» Tasks to carry out:
• A. In the excerpt below about two writers, rewrite the paragraph beginning "My second hero was not as prolific" as a short bulleted list that keeps its main facts.
• B. Using the excerpt below about two writers, decide whether each statement agrees with it. Answer yes or no and quote the deciding words.
(i) The writer never read a Matthiessen book without marveling at it.
(ii) Schell was more prolific than Matthiessen.
(iii) THE FATE OF THE EARTH came out in 1982.
• C. Extend the excerpt about two writers, picking up after its final sentence.

» Excerpt provided:
If you want to read about nature, and really be there, if you want to read amazingly lyrical depictions of wildlife and landscape and to discover poetic notes on the interactions of humans in those landscapes, read Peter Matthiessen. I don't know if he ever wrote a clunker, for in both his fiction and non-fiction, I never read a book I didn't marvel upon. RIP, Peter.

My second hero was not as prolific or as famous as Matthiessen. Jonathan Schell, author of THE FATE OF THE EARTH, took on the heaviest, most depressing, and most important problem facing modern civilization: nuclear weapons and nuclear war. FATE was published in 1982, when Reagan was at his extreme right-wing, arms-rattling stage. The book outlined very clearly the cruel outcome of a nuclear war, including the inevitable nuclear winter it would engender, with resulting crop failures and famines for many years.

» Provided material:
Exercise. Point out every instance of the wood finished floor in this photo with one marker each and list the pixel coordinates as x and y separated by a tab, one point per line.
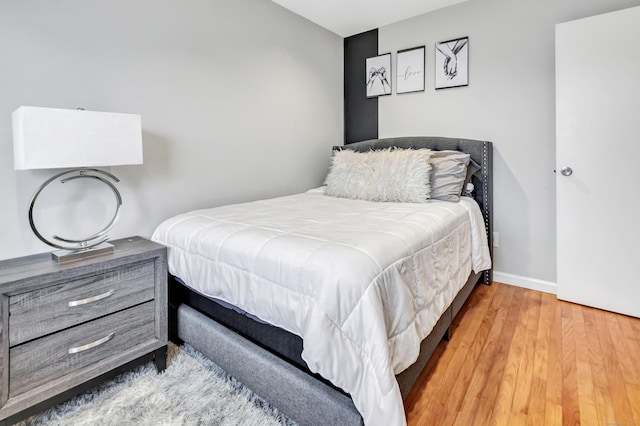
522	357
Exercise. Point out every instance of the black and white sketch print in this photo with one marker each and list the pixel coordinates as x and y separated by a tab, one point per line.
378	75
410	70
452	63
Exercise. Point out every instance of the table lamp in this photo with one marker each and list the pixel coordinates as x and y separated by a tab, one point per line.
80	141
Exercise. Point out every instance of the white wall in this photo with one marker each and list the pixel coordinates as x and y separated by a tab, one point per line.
239	100
510	101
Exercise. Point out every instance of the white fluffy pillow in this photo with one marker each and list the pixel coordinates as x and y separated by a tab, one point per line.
400	175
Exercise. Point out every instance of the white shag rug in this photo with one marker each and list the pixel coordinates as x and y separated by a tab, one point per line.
191	391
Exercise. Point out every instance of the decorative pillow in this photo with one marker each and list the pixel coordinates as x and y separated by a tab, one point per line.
449	171
400	175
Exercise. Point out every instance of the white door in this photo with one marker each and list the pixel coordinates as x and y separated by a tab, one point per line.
598	139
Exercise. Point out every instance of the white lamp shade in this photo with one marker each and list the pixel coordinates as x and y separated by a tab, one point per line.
45	138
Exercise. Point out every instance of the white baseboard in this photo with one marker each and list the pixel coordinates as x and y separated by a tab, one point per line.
525	282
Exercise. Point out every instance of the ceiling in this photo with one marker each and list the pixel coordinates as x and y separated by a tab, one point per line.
349	17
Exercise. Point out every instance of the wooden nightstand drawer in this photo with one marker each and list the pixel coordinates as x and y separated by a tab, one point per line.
42	360
56	307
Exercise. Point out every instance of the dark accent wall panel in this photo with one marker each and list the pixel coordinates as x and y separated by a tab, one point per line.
360	112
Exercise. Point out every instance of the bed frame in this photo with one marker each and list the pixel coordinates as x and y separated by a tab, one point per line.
267	359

» Answers provided:
• A.
- Jonathan Schell was less prolific and less famous than Matthiessen.
- Schell wrote THE FATE OF THE EARTH, about nuclear weapons and nuclear war, the heaviest and most important problem facing modern civilization.
- The book was published in 1982, when Reagan was at his most extreme right-wing, arms-rattling stage.
- It clearly laid out the cruel outcome of a nuclear war, including nuclear winter and years of crop failures and famines.

• B.
(i) Yes: "I never read a book I didn't marvel upon."
(ii) No: "My second hero was not as prolific or as famous as Matthiessen."
(iii) Yes: "FATE was published in 1982"

• C.
Schell's death came just as Russian troops invaded Crimea last month, and worldwide fears of Cold War revival sparked once again among all of us. I'll never forget the warnings we received in grade school about what to do in case of nuclear attack: hide under your desk, keep your eyes shut, etc. Even at age 11, when the Cuban Missile Crisis was ongoing and the US and the Soviet Union were at hair trigger, holding hostage humanity, I and my classmates, mere children, knew nothing was going to save us. That was when I realized adults were really incompetent idiots.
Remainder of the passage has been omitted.